==== Extracted text ====

A check-up at the doctor’s. Do I smoke? No. Do I exercise? Every now and then. Weight? I’ve been waiting 20 minutes already, and you really should get some new magazines. Just get on the scales, please, Mr Cook. Not until I take my shoes off; I don’t want to go on a diet just because I’m wearing thick insoles. Height? 5ft 11in. Maybe there’s a wobble in my voice. Maybe I just don’t look that tall. It’s true that I’m 5ft 10 12in, but he’s a busy man and won’t have time for fractions. I’m rounding up for his convenience, not my ego.

There’s certainly no need to place me against the height chart. Especially before I put my shoes back on.

When he writes down 5ft 9 12in I nearly ask for a second opinion. He’s taking more than an inch from me. I mean, 5ft 10 12 is practically 5ft 11, and 5ft 11 is practically 6ft, and 6ft is, by general standards, tall. But 5ft 9 12 sounds like a short man desperate to claim every fraction of an inch. So that obliges me to be forever 5ft 9, which is just as near to 5ft 6 as it is to 6ft. I not only stand condemned as a liar, but as a dwarf.

And I thought the doctor was supposed to make you feel better!

This all comes flooding back this morning, when a messenger announces that it’s time for Miss Cox’s class photograph. At first, my only worry is exactly how much toothpaste Alfie may have squeezed down his jumper this morning. Then I consider whether there’s time to coach him out of the new photographer’s smile he’s been working on during recent family gatherings.

====

* [Instruction A]: Find every line in the rows below that contains the word "flower", and copy each of those lines in full.

==== Supplied data ====

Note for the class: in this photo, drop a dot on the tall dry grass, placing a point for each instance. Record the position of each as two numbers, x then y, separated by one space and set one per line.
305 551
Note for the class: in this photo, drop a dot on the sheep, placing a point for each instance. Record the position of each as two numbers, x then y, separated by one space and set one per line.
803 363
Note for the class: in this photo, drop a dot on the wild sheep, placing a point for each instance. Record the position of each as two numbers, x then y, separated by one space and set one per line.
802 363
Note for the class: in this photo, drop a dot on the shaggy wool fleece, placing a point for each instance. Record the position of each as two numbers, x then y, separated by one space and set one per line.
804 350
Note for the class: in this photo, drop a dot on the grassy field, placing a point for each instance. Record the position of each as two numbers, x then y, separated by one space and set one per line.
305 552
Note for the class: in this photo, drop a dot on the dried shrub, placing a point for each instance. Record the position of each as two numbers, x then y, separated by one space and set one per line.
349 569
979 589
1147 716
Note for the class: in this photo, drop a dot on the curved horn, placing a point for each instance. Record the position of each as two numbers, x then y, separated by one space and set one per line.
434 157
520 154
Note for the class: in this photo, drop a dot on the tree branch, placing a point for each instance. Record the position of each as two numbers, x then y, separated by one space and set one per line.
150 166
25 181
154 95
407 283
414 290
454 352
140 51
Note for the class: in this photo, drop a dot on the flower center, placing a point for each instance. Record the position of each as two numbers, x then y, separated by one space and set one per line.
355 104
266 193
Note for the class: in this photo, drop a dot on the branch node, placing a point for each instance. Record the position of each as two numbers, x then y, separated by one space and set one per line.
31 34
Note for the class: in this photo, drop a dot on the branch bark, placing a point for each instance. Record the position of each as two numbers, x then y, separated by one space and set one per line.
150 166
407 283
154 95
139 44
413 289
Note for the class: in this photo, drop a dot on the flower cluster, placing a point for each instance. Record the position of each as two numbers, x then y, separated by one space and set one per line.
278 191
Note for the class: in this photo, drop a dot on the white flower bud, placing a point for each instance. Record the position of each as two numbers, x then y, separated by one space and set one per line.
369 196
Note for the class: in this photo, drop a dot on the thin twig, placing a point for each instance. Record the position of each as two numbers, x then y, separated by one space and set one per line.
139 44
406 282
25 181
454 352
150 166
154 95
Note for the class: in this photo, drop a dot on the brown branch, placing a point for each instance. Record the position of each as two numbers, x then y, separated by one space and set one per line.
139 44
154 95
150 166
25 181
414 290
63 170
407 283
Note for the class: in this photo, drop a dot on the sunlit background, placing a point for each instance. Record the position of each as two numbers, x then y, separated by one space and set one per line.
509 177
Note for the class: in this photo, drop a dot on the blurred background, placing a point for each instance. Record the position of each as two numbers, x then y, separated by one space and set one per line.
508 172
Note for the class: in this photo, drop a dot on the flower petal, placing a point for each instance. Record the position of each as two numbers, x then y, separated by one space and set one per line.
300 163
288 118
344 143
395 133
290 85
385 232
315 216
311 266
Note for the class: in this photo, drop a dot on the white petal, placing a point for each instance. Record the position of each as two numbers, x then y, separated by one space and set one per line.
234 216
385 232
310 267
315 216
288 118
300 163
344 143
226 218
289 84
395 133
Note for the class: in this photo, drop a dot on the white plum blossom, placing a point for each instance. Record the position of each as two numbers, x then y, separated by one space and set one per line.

====

* [Instruction B]: Output the entire piece about the check-up and the class photograph again, word for word and without any changes.

* [Task output A]:
Note for the class: in this photo, drop a dot on the flower center, placing a point for each instance. Record the position of each as two numbers, x then y, separated by one space and set one per line.
Note for the class: in this photo, drop a dot on the flower cluster, placing a point for each instance. Record the position of each as two numbers, x then y, separated by one space and set one per line.
Note for the class: in this photo, drop a dot on the white flower bud, placing a point for each instance. Record the position of each as two numbers, x then y, separated by one space and set one per line.
Note for the class: in this photo, drop a dot on the flower petal, placing a point for each instance. Record the position of each as two numbers, x then y, separated by one space and set one per line.

* [Task output B]:
A check-up at the doctor’s. Do I smoke? No. Do I exercise? Every now and then. Weight? I’ve been waiting 20 minutes already, and you really should get some new magazines. Just get on the scales, please, Mr Cook. Not until I take my shoes off; I don’t want to go on a diet just because I’m wearing thick insoles. Height? 5ft 11in. Maybe there’s a wobble in my voice. Maybe I just don’t look that tall. It’s true that I’m 5ft 10 12in, but he’s a busy man and won’t have time for fractions. I’m rounding up for his convenience, not my ego.

There’s certainly no need to place me against the height chart. Especially before I put my shoes back on.

When he writes down 5ft 9 12in I nearly ask for a second opinion. He’s taking more than an inch from me. I mean, 5ft 10 12 is practically 5ft 11, and 5ft 11 is practically 6ft, and 6ft is, by general standards, tall. But 5ft 9 12 sounds like a short man desperate to claim every fraction of an inch. So that obliges me to be forever 5ft 9, which is just as near to 5ft 6 as it is to 6ft. I not only stand condemned as a liar, but as a dwarf.

And I thought the doctor was supposed to make you feel better!

This all comes flooding back this morning, when a messenger announces that it’s time for Miss Cox’s class photograph. At first, my only worry is exactly how much toothpaste Alfie may have squeezed down his jumper this morning. Then I consider whether there’s time to coach him out of the new photographer’s smile he’s been working on during recent family gatherings.